(Stored data entries)

-------------------------

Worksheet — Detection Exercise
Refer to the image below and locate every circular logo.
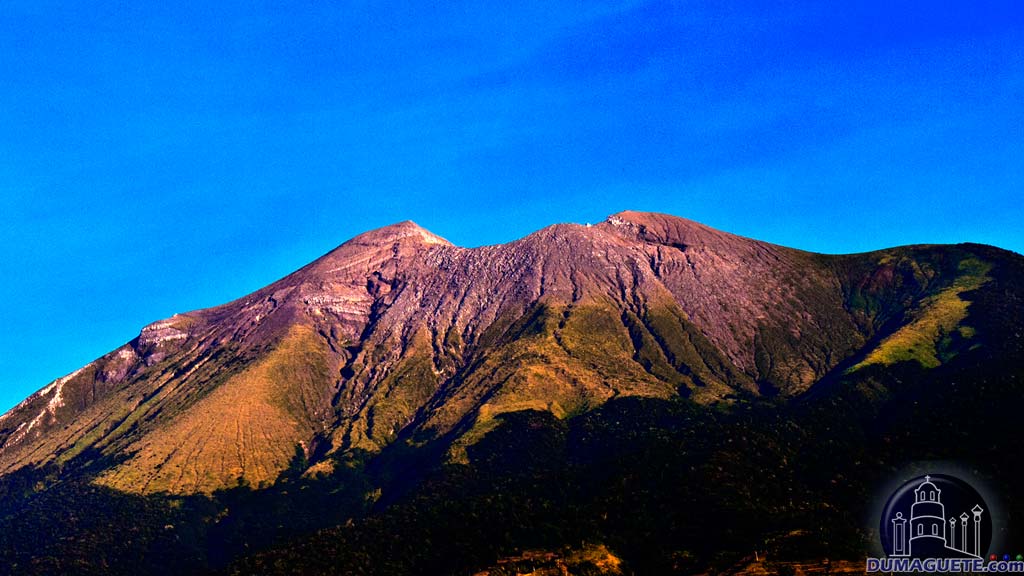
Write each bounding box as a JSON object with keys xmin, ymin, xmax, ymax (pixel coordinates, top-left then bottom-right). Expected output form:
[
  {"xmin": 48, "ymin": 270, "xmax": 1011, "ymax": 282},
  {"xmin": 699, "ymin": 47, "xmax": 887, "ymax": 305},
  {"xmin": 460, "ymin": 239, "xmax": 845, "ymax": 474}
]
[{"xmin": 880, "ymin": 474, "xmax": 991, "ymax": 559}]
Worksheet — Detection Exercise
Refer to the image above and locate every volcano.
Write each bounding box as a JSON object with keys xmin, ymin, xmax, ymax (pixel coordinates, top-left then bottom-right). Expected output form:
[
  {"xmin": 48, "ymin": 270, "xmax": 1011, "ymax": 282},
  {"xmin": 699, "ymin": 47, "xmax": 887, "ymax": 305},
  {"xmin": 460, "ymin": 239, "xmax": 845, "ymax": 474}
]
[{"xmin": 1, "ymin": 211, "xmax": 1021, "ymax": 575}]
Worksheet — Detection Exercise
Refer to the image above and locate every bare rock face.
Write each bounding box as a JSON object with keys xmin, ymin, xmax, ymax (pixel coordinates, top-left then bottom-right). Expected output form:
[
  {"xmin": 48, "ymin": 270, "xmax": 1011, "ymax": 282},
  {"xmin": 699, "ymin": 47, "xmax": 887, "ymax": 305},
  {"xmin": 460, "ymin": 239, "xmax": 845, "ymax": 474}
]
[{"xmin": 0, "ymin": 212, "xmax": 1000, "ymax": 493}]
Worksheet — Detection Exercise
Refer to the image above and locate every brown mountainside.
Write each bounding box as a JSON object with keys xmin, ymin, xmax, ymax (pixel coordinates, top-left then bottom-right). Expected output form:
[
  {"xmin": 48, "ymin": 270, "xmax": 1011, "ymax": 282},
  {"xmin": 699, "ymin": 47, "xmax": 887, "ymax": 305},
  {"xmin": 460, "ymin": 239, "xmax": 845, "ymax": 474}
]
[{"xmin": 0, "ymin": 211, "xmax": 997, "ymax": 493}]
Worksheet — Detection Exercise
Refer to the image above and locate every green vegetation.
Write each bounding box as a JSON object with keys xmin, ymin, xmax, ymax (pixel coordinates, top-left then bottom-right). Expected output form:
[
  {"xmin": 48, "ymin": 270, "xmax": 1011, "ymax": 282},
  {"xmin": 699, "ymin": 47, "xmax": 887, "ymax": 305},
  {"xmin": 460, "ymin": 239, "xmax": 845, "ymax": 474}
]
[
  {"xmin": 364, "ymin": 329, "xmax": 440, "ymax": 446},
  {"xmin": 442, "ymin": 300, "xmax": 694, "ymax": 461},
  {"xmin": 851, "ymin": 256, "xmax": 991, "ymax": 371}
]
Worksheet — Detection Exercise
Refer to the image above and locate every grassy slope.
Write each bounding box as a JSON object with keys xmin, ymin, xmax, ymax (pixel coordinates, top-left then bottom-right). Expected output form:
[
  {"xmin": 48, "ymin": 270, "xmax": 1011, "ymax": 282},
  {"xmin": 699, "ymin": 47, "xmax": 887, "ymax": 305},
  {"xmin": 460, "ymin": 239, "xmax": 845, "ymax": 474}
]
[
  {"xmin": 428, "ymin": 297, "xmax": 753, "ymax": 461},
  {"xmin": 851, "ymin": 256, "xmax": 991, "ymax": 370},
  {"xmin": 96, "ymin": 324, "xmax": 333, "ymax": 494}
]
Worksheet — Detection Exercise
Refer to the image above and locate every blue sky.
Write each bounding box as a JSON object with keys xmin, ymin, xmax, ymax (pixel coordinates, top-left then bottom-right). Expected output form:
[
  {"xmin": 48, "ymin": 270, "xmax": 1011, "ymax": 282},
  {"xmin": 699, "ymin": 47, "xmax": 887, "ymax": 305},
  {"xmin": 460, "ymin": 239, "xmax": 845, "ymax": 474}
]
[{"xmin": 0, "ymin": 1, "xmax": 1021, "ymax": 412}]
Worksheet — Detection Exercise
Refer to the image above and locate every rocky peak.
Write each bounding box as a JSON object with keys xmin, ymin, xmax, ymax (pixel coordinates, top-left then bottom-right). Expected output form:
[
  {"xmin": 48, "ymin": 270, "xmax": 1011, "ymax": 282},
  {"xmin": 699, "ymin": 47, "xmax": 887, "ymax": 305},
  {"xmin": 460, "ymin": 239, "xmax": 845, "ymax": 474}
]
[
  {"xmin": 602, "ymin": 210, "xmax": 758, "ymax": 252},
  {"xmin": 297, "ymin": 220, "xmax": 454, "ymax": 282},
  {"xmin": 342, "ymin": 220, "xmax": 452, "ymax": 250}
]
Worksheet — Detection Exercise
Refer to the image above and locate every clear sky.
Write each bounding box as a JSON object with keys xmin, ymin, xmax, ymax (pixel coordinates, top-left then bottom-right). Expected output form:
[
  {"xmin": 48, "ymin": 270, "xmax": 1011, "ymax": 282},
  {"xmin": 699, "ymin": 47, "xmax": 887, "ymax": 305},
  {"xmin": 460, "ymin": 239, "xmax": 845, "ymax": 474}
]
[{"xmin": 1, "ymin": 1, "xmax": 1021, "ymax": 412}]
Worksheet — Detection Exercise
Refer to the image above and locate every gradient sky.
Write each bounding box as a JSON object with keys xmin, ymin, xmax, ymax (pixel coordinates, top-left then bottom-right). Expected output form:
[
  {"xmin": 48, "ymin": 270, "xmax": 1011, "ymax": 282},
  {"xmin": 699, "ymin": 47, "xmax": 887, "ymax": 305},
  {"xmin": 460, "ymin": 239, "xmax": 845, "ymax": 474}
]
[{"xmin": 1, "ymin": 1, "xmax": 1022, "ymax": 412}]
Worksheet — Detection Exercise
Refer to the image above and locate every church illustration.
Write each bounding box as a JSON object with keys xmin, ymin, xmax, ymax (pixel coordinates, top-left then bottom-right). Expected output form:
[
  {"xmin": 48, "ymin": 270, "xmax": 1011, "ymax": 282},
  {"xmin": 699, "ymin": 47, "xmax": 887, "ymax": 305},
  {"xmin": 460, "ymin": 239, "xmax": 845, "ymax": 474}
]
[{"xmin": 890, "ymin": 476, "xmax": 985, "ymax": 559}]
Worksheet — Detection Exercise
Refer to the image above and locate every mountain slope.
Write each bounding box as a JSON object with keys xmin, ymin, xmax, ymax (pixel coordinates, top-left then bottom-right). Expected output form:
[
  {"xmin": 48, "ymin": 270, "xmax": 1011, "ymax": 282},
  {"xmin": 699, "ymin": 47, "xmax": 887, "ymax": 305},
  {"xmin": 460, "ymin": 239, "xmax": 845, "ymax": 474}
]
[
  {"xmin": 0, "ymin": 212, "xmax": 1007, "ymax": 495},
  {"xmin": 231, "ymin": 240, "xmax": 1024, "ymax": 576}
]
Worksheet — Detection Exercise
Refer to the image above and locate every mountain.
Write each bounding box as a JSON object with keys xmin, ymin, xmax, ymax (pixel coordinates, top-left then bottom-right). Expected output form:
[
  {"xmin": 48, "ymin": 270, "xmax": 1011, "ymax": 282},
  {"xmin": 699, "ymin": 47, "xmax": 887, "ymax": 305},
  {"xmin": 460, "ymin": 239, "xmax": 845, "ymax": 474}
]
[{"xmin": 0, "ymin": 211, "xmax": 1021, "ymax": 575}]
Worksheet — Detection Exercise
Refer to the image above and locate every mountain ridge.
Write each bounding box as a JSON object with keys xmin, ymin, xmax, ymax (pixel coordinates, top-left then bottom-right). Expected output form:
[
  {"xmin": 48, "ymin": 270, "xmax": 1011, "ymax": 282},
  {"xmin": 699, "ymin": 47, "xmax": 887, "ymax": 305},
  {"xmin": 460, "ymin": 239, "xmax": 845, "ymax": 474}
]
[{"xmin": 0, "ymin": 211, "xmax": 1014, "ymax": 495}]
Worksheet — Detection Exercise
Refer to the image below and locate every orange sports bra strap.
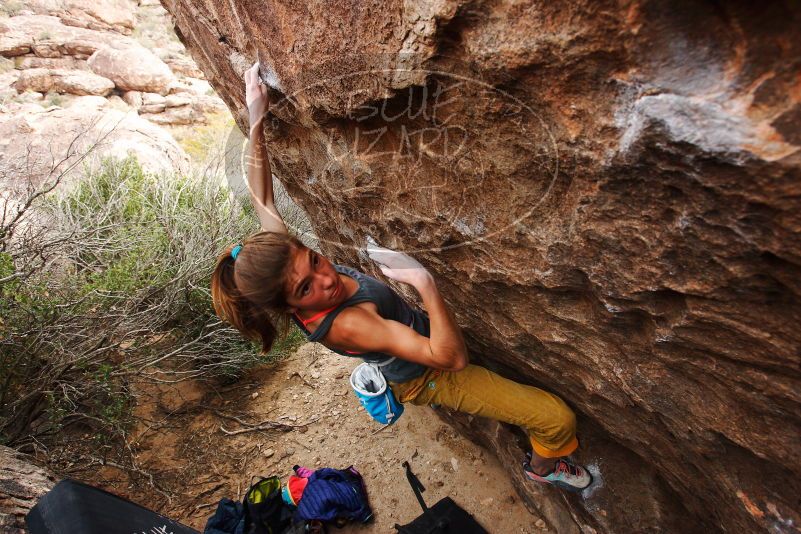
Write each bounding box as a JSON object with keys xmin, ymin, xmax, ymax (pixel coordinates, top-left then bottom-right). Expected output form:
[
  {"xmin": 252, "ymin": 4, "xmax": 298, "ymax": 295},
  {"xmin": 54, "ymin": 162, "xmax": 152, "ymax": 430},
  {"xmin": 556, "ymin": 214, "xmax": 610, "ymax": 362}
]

-------------------------

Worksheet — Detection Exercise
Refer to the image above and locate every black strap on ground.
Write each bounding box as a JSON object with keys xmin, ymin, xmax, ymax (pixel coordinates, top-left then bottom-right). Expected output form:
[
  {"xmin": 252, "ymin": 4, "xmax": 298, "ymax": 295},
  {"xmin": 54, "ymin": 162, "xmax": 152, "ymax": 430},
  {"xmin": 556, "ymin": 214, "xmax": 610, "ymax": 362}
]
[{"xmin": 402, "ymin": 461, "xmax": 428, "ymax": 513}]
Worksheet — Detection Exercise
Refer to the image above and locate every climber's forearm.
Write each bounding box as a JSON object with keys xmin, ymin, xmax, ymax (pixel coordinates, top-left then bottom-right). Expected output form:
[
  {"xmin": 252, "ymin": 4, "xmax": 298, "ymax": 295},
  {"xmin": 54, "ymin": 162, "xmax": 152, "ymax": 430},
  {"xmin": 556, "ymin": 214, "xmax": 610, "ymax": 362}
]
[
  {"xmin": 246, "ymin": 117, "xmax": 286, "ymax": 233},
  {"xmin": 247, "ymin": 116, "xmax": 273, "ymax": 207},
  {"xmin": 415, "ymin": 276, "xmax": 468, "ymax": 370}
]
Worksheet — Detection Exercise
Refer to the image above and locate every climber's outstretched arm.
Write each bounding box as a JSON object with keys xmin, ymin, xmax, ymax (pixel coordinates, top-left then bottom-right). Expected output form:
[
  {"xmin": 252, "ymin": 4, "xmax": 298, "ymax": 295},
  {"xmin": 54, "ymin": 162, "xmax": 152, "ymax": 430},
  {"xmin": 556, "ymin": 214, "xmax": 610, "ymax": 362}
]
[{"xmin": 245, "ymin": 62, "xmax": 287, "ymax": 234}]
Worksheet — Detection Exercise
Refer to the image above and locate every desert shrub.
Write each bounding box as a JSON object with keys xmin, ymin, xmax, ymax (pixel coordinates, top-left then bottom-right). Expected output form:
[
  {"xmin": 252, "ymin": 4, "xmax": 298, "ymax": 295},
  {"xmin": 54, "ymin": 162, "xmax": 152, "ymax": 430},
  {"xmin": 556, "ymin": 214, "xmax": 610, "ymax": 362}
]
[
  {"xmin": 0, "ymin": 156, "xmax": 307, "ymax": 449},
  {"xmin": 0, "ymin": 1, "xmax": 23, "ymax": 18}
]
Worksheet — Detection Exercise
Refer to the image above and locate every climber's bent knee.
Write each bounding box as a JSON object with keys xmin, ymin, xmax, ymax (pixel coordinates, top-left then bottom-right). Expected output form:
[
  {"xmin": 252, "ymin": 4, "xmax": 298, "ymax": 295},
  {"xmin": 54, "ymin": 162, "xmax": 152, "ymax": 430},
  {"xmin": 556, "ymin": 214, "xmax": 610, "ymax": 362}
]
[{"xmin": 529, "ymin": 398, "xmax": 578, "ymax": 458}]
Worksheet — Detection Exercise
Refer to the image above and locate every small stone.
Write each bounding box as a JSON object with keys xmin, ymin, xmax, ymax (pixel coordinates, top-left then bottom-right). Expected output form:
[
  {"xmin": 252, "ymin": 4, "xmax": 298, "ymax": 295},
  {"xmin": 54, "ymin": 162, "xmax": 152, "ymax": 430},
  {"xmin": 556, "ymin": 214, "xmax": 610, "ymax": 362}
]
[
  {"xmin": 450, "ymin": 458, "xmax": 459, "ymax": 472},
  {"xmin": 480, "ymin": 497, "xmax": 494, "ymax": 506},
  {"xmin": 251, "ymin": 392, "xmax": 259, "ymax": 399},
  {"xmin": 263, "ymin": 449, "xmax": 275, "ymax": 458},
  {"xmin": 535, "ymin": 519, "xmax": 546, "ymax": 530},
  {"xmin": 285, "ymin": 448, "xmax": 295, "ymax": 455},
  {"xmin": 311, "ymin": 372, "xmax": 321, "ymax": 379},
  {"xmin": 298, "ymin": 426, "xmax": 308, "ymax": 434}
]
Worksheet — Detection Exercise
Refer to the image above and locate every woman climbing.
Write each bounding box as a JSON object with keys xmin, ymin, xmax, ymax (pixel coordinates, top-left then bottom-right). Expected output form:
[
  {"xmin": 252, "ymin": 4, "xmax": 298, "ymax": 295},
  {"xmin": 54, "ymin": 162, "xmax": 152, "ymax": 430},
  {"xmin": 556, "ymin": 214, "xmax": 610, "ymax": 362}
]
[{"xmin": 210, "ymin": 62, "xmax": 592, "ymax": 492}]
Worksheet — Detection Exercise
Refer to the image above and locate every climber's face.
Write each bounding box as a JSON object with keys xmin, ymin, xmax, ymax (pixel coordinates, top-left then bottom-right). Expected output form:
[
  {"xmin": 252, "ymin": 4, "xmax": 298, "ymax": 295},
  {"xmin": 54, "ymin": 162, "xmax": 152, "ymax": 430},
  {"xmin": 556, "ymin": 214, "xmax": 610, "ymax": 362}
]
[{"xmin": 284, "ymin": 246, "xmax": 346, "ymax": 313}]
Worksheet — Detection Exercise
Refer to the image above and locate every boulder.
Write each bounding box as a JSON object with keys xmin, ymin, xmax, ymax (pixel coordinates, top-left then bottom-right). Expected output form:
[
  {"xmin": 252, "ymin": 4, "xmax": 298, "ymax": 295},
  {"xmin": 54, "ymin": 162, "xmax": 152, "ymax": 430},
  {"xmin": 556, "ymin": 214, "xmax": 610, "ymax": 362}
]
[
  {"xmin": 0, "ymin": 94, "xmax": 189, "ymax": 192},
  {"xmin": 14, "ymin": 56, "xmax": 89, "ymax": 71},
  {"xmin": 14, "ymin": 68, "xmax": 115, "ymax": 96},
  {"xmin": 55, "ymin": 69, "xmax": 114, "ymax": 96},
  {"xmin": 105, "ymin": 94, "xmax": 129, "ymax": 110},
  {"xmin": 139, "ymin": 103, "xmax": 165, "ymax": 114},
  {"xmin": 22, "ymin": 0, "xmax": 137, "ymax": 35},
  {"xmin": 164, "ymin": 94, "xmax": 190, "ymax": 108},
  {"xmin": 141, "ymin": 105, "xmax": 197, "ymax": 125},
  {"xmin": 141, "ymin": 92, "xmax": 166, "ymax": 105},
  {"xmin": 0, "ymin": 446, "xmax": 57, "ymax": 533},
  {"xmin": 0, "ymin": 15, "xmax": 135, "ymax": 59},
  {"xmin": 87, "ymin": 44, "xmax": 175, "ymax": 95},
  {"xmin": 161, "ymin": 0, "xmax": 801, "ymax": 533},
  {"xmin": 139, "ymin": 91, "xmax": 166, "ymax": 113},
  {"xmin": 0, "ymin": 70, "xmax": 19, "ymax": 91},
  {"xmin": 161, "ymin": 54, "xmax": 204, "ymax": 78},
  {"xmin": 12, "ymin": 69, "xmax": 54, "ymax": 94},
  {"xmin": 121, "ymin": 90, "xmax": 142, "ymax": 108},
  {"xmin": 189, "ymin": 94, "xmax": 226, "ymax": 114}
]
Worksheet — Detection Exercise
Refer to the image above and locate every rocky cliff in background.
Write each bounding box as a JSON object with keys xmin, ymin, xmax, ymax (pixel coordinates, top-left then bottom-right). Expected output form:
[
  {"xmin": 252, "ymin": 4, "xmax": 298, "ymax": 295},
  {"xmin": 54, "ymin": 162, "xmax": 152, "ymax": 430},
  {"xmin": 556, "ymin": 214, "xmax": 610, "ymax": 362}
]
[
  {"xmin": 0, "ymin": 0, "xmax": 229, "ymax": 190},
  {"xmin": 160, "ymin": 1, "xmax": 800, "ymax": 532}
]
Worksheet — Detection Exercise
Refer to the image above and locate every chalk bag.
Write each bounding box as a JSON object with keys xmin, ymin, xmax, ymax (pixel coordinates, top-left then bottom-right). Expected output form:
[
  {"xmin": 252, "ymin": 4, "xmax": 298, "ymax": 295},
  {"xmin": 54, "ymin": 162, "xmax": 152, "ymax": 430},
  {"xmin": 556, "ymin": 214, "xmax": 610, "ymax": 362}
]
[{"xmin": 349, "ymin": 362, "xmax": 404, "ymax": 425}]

-------------------------

__Brief__. Find each line of the data above that holds the word "climber", then copy it.

__Exercise answer__.
Refer to the image above and locate every climber's forearm.
Refer to the image above and locate every climber's outstretched arm.
Refer to the image above and locate every climber's bent knee.
Refer to the image above and locate every climber's face.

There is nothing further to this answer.